Convert every line of the listing below into a Markdown table with the columns Row and Line, numbering the rows in order and skipping blank lines. Leave out the pictures.

+++++

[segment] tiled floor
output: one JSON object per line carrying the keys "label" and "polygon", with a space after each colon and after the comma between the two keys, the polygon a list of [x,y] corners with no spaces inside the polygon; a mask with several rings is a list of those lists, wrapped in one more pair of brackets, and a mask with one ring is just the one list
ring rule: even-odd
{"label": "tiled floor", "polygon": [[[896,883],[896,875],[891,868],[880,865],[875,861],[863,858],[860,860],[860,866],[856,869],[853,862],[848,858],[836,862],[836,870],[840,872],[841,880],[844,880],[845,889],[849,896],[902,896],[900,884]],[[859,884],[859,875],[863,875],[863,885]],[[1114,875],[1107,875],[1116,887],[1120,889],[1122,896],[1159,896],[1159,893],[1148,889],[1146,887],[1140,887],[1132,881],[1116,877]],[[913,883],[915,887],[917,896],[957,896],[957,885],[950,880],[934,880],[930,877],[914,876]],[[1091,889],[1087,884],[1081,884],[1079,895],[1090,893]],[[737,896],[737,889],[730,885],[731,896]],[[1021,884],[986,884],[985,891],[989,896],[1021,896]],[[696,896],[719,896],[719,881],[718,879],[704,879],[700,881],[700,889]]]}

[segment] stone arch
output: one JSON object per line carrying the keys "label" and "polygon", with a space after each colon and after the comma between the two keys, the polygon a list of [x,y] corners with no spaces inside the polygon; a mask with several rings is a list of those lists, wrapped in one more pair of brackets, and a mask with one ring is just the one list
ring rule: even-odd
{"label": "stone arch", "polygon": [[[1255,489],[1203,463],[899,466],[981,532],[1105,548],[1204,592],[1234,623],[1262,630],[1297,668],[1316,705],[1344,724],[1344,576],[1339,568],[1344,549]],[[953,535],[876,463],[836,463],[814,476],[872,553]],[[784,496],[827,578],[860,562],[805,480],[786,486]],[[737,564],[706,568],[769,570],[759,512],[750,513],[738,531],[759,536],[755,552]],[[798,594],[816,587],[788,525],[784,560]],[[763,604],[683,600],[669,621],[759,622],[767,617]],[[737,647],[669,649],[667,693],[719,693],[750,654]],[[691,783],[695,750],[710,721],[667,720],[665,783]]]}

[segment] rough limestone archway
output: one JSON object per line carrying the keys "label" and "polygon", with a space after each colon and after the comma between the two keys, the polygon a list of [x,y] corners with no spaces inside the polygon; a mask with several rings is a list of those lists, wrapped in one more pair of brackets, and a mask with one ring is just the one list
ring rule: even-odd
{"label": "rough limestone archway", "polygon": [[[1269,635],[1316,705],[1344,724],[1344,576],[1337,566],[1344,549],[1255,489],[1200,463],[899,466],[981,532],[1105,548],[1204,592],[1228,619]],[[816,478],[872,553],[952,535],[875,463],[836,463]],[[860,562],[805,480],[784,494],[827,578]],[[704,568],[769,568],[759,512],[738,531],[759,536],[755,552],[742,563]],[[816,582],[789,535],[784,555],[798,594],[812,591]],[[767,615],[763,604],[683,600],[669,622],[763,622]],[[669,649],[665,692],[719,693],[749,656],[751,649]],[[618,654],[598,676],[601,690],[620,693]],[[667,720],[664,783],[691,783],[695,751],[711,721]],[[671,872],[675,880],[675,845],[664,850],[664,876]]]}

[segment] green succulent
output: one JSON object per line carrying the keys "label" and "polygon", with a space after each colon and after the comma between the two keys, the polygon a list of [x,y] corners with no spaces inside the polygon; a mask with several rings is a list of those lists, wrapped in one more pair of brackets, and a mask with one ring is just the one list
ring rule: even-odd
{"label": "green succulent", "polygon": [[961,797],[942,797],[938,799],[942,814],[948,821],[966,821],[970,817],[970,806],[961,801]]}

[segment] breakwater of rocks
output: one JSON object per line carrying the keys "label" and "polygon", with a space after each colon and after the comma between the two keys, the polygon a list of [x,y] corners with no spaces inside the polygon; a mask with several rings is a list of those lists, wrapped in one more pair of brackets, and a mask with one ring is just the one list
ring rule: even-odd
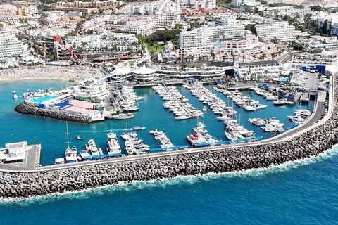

+++++

— WORKED SOLUTION —
| Row | Line |
|---|---|
| 1 | [segment] tiled floor |
| 2 | output: one JSON object per line carrying the keys "label" and "polygon", with a space after each colon and after the comma between the two keys, the polygon a list of [x,y] corners with no spaces inside the polygon; a mask with several rings is a list of those lists, wrapped in one more pair of brackets, and a mask with one ring is just the one list |
| 3 | ring rule: even-odd |
| 4 | {"label": "tiled floor", "polygon": [[[896,883],[896,875],[891,868],[880,865],[875,861],[863,858],[860,860],[860,866],[856,869],[853,862],[848,858],[836,862],[836,870],[840,872],[841,880],[844,880],[845,889],[849,896],[902,896],[900,884]],[[859,884],[859,875],[863,875],[863,885]],[[1114,875],[1107,875],[1116,887],[1120,889],[1122,896],[1159,896],[1159,893],[1148,889],[1146,887],[1140,887],[1132,881],[1116,877]],[[913,883],[915,887],[917,896],[957,896],[957,885],[950,880],[934,880],[930,877],[914,876]],[[1091,889],[1087,884],[1081,884],[1079,895],[1090,893]],[[737,896],[737,889],[730,885],[731,896]],[[1021,884],[986,884],[985,891],[989,896],[1021,896]],[[696,896],[719,896],[719,881],[718,879],[704,879],[700,881],[700,889]]]} |
| 5 | [segment] stone arch |
| 6 | output: one JSON object per line carrying the keys "label" and "polygon", with a space after each colon and after the comma between the two keys, the polygon a list of [x,y] corners with no spaces inside the polygon; a mask with several rings is a list of those lists, wrapped in one more pair of brackets, and a mask with one ring is just the one list |
| 7 | ring rule: even-odd |
| 8 | {"label": "stone arch", "polygon": [[[1255,489],[1203,463],[899,466],[981,532],[1105,548],[1204,592],[1234,623],[1262,630],[1297,668],[1316,705],[1344,724],[1344,576],[1339,568],[1344,549]],[[953,535],[876,463],[836,463],[814,476],[872,553]],[[784,496],[827,578],[860,562],[805,480],[786,486]],[[737,564],[706,568],[769,570],[759,512],[750,513],[738,531],[759,536],[755,552]],[[798,594],[816,587],[788,525],[784,560]],[[763,604],[683,600],[669,621],[759,622],[767,617]],[[737,647],[669,649],[667,693],[719,693],[750,654]],[[691,783],[695,750],[710,721],[667,720],[665,783]]]} |
| 9 | [segment] rough limestone archway |
| 10 | output: one JSON object per line carrying the keys "label" and "polygon", with a space after each colon and after the comma between the two keys, the polygon a list of [x,y] corners with no spaces inside the polygon; a mask with several rings is a list of those lists, wrapped in one more pair of brackets, and a mask with one ring is just the one list |
| 11 | ring rule: even-odd |
| 12 | {"label": "rough limestone archway", "polygon": [[[1269,635],[1316,705],[1344,724],[1344,576],[1337,566],[1344,549],[1255,489],[1200,463],[899,466],[981,532],[1105,548],[1204,592],[1228,619]],[[816,478],[872,553],[952,535],[875,463],[836,463]],[[860,562],[805,480],[784,494],[827,578]],[[704,568],[769,568],[759,512],[738,531],[759,536],[755,552],[742,563]],[[816,582],[789,535],[784,555],[798,594],[812,591]],[[767,615],[763,604],[683,600],[669,622],[763,622]],[[669,649],[665,692],[719,693],[749,656],[751,649]],[[618,654],[598,676],[601,690],[620,693]],[[667,720],[664,783],[691,783],[695,751],[711,721]],[[671,872],[675,880],[675,845],[664,850],[664,876]]]} |
| 13 | [segment] green succulent |
| 14 | output: one JSON object per line carrying the keys "label" and "polygon", with a space after each colon and after the comma between the two keys, the polygon a list of [x,y] corners with no spaces inside the polygon; a mask with several rings is a list of those lists, wrapped in one more pair of brackets, and a mask with one ring is just the one list |
| 15 | ring rule: even-odd |
| 16 | {"label": "green succulent", "polygon": [[961,797],[942,797],[938,799],[942,814],[948,821],[966,821],[970,817],[970,806],[961,801]]} |
| 17 | [segment] breakwater of rocks |
| 18 | output: one JSON object per line carrying the keys "label" and "polygon", with a space after each colon and after the comma between the two keys, the polygon a list of [x,y] corners with no spaces inside the polygon; a mask with several rings is a list of those lists, wrapped in one more pair of brackets, and a mask with one ring is just the one list |
| 19 | ring rule: even-odd |